* _What you are asked to do_
Scale the entries from the start through the line that contains "[[80, 112]]", both ends included, by multiplying every coordinate in the answers by 2.35 and rounding to whole numbers, with halves rounded up. Write out every line in that stretch again, requests included, and nothing else.

Named-object pointing records:

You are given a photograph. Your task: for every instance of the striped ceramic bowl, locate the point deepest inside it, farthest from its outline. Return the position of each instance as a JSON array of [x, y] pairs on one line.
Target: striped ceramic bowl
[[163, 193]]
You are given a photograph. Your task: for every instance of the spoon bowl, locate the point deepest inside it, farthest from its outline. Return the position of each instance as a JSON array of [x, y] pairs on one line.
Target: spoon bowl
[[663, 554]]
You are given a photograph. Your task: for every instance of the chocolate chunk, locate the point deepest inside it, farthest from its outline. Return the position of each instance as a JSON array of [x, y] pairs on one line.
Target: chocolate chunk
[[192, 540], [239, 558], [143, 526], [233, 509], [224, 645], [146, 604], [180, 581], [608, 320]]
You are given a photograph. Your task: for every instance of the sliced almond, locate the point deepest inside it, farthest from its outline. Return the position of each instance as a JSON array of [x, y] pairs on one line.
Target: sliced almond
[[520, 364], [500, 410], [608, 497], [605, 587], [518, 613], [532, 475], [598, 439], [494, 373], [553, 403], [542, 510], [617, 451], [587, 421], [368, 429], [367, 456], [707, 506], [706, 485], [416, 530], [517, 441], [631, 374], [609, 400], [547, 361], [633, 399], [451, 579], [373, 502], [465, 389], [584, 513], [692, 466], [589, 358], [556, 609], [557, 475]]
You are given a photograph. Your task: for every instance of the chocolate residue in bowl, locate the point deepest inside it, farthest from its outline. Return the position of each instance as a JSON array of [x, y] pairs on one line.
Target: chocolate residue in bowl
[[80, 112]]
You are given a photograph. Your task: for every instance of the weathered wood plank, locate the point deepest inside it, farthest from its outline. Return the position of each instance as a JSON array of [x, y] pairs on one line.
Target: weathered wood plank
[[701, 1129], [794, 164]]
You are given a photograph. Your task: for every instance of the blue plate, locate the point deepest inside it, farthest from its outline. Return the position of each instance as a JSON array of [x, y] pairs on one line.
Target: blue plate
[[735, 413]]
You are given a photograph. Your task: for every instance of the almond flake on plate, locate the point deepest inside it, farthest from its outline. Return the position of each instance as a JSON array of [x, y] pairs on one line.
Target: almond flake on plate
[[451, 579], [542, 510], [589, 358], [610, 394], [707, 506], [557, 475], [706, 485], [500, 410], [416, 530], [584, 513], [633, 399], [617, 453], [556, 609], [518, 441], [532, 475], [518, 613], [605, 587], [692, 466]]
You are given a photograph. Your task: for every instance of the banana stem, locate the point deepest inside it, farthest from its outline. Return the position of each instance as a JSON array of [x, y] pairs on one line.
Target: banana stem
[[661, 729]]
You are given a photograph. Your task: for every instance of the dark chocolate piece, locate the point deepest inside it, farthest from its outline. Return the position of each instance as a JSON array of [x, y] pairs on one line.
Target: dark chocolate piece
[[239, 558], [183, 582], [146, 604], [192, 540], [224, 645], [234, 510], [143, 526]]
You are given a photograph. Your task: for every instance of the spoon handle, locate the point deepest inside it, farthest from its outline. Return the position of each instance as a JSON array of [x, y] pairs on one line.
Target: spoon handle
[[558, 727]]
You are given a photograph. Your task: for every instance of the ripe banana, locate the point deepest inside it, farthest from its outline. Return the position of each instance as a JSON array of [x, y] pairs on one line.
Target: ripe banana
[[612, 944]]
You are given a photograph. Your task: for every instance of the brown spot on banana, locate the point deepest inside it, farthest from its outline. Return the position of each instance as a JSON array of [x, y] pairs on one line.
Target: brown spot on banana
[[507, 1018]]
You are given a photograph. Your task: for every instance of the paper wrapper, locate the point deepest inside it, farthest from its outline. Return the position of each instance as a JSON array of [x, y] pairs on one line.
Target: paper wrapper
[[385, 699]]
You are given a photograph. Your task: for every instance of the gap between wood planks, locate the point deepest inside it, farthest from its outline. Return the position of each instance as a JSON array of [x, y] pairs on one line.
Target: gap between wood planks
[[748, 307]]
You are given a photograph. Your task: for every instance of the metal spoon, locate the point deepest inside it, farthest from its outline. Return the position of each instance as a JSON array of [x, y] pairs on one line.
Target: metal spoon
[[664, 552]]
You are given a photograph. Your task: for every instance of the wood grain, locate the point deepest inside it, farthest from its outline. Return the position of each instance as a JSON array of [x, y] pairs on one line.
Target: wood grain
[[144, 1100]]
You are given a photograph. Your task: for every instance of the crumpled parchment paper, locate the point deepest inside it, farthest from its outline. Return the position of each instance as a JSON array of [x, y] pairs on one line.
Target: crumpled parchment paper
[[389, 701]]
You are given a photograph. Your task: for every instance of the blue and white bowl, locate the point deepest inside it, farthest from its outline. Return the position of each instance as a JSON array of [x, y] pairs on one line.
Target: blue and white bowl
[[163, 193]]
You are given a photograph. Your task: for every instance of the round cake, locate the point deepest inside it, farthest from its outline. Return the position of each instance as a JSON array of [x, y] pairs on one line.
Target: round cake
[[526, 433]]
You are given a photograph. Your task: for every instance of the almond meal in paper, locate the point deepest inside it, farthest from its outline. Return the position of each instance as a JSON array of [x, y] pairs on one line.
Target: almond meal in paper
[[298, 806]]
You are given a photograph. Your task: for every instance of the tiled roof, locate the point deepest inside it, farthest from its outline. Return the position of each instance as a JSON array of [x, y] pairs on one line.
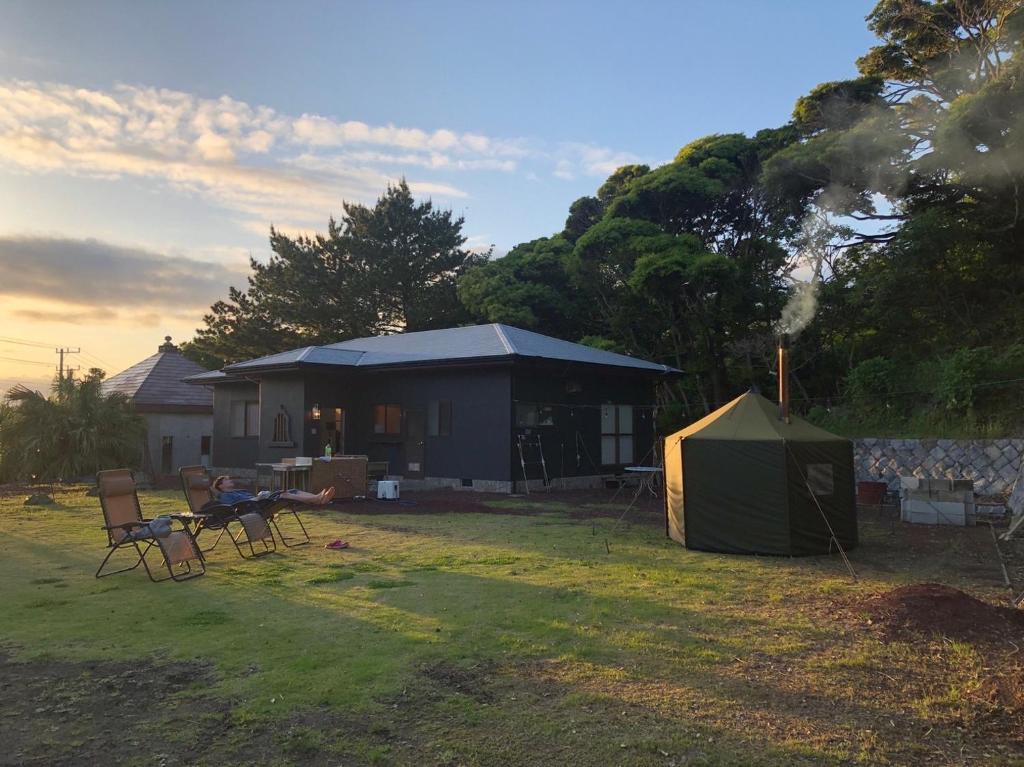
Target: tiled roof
[[473, 343], [158, 381]]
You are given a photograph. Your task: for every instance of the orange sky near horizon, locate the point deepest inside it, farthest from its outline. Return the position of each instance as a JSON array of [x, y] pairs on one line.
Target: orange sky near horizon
[[32, 330]]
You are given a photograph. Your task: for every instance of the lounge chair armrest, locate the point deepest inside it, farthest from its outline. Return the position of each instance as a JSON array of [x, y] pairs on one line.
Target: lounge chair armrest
[[126, 525]]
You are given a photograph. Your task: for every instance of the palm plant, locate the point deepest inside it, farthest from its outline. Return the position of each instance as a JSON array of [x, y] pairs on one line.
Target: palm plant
[[77, 430]]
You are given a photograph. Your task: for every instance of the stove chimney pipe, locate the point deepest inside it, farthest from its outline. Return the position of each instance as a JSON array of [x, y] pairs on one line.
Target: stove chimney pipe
[[783, 377]]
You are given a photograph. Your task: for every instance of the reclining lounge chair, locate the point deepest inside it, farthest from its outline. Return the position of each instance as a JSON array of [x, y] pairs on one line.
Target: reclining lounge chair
[[217, 517], [126, 528]]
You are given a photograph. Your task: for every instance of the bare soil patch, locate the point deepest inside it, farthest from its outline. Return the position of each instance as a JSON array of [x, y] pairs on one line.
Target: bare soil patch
[[936, 609]]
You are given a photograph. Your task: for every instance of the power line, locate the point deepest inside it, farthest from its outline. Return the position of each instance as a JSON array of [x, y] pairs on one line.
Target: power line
[[24, 342], [27, 361], [107, 366]]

* _Solution to this problem_
You are given a photograph. Your task: for every instance of the striped ceramic bowl, locate the point deepest inside it, farthest from its outline. Return the position of each instance as a JSON array of [x, y] pairs on one line.
Target: striped ceramic bowl
[[383, 454]]
You are given a photograph. Your task: for every instance of the spoon bowl, locate the point deepest inside it, farthest from its outline. Return the position of each instance as a JSON array of [x, y] pairs on one line.
Target: spoon bowl
[[1558, 1302]]
You are given a photograph. Your task: for every instance of the chocolate chunk, locate the point deepest inside it, farthest from its outline. Return the position of each instance as a JSON array of [x, y] pairs on one line.
Target: chocolate chunk
[[451, 1269], [562, 1311], [336, 1236], [548, 1196], [526, 1516], [343, 1419], [423, 1365], [1429, 752]]
You are given a photograph. Your task: for every instance of the sliced almond, locate the point deepest inside it, farthest from its outline. Return the position of each instance as a JSON array of [x, y] pairs on one line.
Target: sliced almond
[[1222, 855], [1175, 964], [1429, 1168], [1422, 1379], [1217, 1441], [1250, 1116], [1405, 1032], [1161, 877], [1300, 947], [1274, 1199], [1450, 1060], [1379, 989], [865, 1008], [862, 1072], [1661, 1189], [1659, 1140], [978, 1246], [1215, 1036], [1483, 879], [1431, 940], [1285, 848], [1488, 938], [1060, 1361], [877, 1180], [1093, 914], [1372, 1206], [1626, 1095], [1384, 841], [1307, 1431], [1309, 1116]]
You are given a photograph. Your task: for every instance of the chocolate residue in bowl, locate the point deepest inside it, farthest from its outline. Return the position of each instance as a JSON array of [x, y] pairs on one line.
Target: chocolate residue in bowl
[[188, 263]]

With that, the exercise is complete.